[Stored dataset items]

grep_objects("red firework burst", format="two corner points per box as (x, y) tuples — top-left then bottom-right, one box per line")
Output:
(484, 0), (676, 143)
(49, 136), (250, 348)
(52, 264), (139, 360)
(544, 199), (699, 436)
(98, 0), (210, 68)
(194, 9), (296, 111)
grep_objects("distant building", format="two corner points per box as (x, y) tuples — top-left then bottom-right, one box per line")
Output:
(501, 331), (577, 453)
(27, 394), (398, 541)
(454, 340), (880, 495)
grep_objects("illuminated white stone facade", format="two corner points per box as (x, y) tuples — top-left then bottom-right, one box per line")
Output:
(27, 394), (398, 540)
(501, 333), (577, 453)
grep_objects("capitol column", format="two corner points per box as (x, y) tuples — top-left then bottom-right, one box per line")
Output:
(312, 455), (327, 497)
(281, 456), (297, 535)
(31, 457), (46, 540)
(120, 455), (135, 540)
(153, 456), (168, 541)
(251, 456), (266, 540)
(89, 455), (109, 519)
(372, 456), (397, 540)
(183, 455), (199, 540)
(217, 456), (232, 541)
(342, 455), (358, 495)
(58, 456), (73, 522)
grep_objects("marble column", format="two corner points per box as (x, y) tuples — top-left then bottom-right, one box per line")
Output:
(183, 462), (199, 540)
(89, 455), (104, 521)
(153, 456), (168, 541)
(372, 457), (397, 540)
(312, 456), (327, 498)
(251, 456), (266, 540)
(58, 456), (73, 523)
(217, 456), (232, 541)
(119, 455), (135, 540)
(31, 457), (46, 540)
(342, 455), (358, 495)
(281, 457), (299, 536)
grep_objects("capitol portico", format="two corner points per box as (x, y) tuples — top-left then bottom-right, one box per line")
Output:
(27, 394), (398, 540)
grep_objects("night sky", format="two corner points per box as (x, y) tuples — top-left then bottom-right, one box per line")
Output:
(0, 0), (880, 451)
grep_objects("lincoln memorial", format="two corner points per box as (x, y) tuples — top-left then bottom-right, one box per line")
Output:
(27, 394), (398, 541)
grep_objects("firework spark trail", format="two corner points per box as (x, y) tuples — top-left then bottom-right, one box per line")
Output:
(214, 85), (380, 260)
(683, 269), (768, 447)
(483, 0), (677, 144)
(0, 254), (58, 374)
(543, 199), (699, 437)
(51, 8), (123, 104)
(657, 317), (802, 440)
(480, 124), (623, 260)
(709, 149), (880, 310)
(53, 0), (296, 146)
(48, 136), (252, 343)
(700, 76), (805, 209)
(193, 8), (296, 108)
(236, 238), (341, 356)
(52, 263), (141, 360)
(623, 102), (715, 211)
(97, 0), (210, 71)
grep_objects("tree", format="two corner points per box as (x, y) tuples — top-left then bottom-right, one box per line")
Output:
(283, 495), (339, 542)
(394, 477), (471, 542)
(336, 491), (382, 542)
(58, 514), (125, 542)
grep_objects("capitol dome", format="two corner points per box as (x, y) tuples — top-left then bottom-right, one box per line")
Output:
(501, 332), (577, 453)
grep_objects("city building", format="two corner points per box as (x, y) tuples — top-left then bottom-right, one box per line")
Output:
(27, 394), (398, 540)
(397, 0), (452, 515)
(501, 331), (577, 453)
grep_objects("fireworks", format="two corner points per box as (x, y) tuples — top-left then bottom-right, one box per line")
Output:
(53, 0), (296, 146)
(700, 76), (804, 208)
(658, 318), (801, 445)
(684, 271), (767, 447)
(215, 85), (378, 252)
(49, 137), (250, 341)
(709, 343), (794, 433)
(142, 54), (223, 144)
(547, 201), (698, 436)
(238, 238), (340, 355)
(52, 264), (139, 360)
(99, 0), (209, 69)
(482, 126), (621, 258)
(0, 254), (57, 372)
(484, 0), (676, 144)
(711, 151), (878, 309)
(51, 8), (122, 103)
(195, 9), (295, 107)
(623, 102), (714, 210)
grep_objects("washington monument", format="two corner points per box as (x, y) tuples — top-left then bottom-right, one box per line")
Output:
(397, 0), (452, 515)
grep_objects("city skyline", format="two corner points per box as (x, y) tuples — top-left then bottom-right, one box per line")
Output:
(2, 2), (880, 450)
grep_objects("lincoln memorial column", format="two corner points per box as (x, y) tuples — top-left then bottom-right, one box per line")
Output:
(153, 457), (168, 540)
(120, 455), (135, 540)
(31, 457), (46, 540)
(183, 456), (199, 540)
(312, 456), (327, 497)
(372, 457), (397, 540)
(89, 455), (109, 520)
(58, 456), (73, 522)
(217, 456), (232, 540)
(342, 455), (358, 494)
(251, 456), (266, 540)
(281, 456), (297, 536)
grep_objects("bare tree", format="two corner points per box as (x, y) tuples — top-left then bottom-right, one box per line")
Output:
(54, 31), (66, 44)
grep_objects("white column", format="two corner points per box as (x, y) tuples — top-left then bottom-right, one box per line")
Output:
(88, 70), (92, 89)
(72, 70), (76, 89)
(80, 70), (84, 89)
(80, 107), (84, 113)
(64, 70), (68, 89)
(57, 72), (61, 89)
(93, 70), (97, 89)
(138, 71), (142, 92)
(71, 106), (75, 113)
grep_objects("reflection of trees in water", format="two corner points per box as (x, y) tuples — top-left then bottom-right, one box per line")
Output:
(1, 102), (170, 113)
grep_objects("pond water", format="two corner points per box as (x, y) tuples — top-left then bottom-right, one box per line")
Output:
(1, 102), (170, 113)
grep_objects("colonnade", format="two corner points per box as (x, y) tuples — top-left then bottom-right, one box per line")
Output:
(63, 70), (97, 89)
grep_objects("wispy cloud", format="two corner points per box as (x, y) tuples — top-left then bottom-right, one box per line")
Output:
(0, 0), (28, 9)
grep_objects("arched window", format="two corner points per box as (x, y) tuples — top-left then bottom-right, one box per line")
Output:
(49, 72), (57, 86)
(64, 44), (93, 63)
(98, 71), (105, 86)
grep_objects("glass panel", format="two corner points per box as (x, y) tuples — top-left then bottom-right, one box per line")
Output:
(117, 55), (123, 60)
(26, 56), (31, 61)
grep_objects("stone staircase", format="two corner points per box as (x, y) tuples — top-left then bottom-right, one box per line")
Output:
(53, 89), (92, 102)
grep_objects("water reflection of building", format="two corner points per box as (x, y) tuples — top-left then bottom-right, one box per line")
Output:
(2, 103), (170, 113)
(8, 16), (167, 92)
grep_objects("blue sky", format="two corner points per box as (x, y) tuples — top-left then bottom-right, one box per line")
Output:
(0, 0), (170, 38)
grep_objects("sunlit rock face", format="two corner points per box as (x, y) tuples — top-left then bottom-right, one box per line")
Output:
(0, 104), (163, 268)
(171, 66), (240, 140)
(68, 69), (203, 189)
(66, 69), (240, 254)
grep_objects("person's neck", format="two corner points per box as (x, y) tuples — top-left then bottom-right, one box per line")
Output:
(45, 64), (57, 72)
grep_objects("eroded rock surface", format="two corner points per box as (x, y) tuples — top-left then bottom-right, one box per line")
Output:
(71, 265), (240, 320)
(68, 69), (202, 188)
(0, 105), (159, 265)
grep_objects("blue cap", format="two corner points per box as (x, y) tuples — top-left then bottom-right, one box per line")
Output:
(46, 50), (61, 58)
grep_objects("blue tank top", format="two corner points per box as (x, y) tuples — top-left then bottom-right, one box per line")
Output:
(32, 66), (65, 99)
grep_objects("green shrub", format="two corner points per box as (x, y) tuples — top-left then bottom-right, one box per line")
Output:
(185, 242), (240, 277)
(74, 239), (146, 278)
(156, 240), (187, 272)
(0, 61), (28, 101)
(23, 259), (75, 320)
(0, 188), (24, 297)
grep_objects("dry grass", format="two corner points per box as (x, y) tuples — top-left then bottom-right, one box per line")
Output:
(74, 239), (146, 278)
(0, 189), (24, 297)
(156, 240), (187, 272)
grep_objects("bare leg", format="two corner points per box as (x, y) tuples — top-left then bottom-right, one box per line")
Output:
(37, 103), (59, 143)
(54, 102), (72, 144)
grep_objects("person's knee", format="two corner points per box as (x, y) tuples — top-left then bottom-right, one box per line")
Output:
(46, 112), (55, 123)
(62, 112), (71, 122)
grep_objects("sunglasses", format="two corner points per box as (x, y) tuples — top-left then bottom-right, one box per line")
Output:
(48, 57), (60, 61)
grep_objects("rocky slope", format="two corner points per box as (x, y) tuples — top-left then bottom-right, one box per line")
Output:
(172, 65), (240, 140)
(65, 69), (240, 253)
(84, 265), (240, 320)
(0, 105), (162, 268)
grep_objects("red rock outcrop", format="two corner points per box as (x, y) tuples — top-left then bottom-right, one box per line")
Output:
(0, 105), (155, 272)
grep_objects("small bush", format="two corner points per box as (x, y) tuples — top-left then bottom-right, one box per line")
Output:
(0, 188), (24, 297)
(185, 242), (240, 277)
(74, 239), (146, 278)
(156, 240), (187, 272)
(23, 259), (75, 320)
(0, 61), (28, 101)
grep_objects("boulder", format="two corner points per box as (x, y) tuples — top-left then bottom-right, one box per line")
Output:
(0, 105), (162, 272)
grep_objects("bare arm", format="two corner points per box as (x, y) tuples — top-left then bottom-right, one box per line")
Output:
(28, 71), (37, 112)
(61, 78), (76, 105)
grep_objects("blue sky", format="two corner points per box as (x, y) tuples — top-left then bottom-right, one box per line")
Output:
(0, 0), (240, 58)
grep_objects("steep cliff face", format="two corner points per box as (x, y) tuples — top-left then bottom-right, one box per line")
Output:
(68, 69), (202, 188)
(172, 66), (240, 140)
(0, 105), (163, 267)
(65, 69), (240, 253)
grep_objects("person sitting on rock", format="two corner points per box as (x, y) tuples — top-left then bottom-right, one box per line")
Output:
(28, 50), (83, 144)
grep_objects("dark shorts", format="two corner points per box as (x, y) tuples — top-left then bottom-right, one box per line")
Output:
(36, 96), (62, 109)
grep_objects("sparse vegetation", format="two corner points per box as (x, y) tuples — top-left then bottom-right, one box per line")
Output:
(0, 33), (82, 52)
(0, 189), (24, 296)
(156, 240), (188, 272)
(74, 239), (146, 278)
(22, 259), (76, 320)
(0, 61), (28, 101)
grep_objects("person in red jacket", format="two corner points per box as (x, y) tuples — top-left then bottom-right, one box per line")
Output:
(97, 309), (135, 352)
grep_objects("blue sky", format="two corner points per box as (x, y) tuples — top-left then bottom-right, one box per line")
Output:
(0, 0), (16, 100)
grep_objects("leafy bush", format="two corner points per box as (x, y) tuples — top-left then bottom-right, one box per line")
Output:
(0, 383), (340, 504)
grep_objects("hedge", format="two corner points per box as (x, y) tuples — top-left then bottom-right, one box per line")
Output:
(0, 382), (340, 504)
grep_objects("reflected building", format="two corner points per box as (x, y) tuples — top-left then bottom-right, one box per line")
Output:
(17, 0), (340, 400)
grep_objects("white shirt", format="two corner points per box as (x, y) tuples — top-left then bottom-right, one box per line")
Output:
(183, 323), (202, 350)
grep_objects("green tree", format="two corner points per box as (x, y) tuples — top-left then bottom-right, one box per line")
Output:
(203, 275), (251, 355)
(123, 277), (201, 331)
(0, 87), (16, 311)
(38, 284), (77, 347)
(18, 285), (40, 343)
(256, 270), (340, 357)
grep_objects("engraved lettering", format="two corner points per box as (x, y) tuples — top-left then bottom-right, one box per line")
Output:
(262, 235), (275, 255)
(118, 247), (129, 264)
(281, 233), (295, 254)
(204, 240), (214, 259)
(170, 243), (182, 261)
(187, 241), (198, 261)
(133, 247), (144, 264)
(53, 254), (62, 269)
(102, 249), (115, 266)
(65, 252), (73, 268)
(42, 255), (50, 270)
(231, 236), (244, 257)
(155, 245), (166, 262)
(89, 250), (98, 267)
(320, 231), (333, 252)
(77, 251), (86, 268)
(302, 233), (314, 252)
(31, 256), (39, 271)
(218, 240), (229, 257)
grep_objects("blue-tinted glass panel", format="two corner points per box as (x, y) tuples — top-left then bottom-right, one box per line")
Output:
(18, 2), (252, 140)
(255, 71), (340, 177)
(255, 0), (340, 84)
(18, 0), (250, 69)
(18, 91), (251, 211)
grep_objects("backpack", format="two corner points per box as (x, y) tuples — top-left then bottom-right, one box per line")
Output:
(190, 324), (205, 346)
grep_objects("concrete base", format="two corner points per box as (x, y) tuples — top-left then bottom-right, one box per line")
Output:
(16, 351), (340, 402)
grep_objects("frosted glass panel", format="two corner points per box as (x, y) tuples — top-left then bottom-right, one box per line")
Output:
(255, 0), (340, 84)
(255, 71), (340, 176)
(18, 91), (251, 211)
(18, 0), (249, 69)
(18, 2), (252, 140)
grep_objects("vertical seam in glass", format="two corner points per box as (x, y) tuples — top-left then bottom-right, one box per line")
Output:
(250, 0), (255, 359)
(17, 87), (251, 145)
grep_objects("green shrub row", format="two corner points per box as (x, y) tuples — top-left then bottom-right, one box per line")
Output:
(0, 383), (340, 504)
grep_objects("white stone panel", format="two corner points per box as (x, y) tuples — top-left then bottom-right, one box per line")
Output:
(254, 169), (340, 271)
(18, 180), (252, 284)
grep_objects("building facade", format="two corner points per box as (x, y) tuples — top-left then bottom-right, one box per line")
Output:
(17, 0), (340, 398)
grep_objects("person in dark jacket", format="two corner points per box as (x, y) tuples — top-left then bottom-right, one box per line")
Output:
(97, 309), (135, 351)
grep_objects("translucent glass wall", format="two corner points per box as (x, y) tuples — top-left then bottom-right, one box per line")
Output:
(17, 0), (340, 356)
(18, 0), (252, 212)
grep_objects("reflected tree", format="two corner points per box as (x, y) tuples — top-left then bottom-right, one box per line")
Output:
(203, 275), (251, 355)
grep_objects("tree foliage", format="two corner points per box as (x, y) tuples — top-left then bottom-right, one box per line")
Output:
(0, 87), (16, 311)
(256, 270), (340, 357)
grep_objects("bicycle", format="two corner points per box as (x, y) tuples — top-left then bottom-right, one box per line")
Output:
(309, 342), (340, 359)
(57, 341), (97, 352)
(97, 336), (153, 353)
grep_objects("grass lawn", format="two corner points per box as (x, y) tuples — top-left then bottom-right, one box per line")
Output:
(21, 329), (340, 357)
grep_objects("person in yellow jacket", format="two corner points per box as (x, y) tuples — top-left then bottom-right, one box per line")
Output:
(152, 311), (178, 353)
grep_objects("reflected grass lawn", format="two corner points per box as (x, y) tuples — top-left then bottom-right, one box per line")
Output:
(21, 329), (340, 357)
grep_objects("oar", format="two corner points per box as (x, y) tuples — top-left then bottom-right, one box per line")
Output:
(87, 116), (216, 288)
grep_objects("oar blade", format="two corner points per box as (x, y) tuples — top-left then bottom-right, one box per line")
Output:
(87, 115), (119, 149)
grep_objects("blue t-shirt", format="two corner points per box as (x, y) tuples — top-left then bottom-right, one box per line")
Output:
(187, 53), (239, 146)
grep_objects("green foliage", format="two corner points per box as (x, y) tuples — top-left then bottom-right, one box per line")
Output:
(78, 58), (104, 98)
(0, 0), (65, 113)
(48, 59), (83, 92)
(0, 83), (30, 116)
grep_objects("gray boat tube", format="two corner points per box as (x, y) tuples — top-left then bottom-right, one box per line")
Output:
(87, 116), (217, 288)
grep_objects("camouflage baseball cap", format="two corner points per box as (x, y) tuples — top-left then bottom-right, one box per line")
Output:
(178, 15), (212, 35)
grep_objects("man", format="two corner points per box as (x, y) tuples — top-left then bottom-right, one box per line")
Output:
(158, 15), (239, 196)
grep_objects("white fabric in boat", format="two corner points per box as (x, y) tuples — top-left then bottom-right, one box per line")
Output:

→ EXERCISE DESCRIPTION
Convert the listing, from its first line through the line containing "(0, 0), (880, 451)", into a Markdown table with the columns Number and Line, omitting any blank lines.

→ ANSWER TO THE TASK
| Number | Line |
|---|---|
| 1 | grep_objects("red firework burst", format="two corner points per box as (x, y) tuples — top-left then bottom-right, one box per line") |
| 2 | Output: |
| 3 | (484, 0), (676, 143) |
| 4 | (49, 136), (250, 348) |
| 5 | (52, 264), (139, 360) |
| 6 | (544, 199), (699, 436) |
| 7 | (98, 0), (210, 68) |
| 8 | (194, 9), (296, 111) |
| 9 | grep_objects("distant building", format="two corner points per box as (x, y) tuples — top-left then bottom-right, one box per line") |
| 10 | Output: |
| 11 | (501, 331), (577, 453) |
| 12 | (27, 394), (398, 541) |
| 13 | (454, 340), (880, 495) |
| 14 | grep_objects("illuminated white stone facade", format="two corner points per box as (x, y) tuples — top-left then bottom-right, one box per line") |
| 15 | Output: |
| 16 | (27, 394), (398, 540) |
| 17 | (501, 333), (577, 453) |
| 18 | grep_objects("capitol column", format="two corner points per box as (x, y) tuples — top-left then bottom-right, one box per line") |
| 19 | Output: |
| 20 | (312, 455), (327, 497) |
| 21 | (281, 456), (297, 535) |
| 22 | (31, 457), (46, 540) |
| 23 | (120, 455), (135, 540) |
| 24 | (153, 456), (168, 541) |
| 25 | (251, 456), (266, 540) |
| 26 | (89, 455), (109, 519) |
| 27 | (372, 456), (397, 540) |
| 28 | (183, 455), (199, 540) |
| 29 | (217, 456), (232, 541) |
| 30 | (342, 455), (358, 495) |
| 31 | (58, 456), (73, 522) |
| 32 | grep_objects("marble column", format="two corner points per box as (x, y) tuples — top-left then bottom-right, one box per line") |
| 33 | Output: |
| 34 | (183, 462), (199, 540) |
| 35 | (89, 455), (104, 521) |
| 36 | (153, 456), (168, 541) |
| 37 | (372, 457), (397, 540) |
| 38 | (312, 456), (327, 498) |
| 39 | (251, 456), (266, 540) |
| 40 | (58, 456), (73, 523) |
| 41 | (217, 456), (232, 541) |
| 42 | (119, 455), (135, 540) |
| 43 | (31, 457), (46, 540) |
| 44 | (342, 455), (358, 495) |
| 45 | (281, 457), (299, 536) |
| 46 | grep_objects("capitol portico", format="two corner points per box as (x, y) tuples — top-left then bottom-right, one box per line") |
| 47 | Output: |
| 48 | (27, 394), (398, 540) |
| 49 | grep_objects("night sky", format="two corner points per box as (x, y) tuples — top-left then bottom-right, one box per line") |
| 50 | Output: |
| 51 | (0, 0), (880, 451) |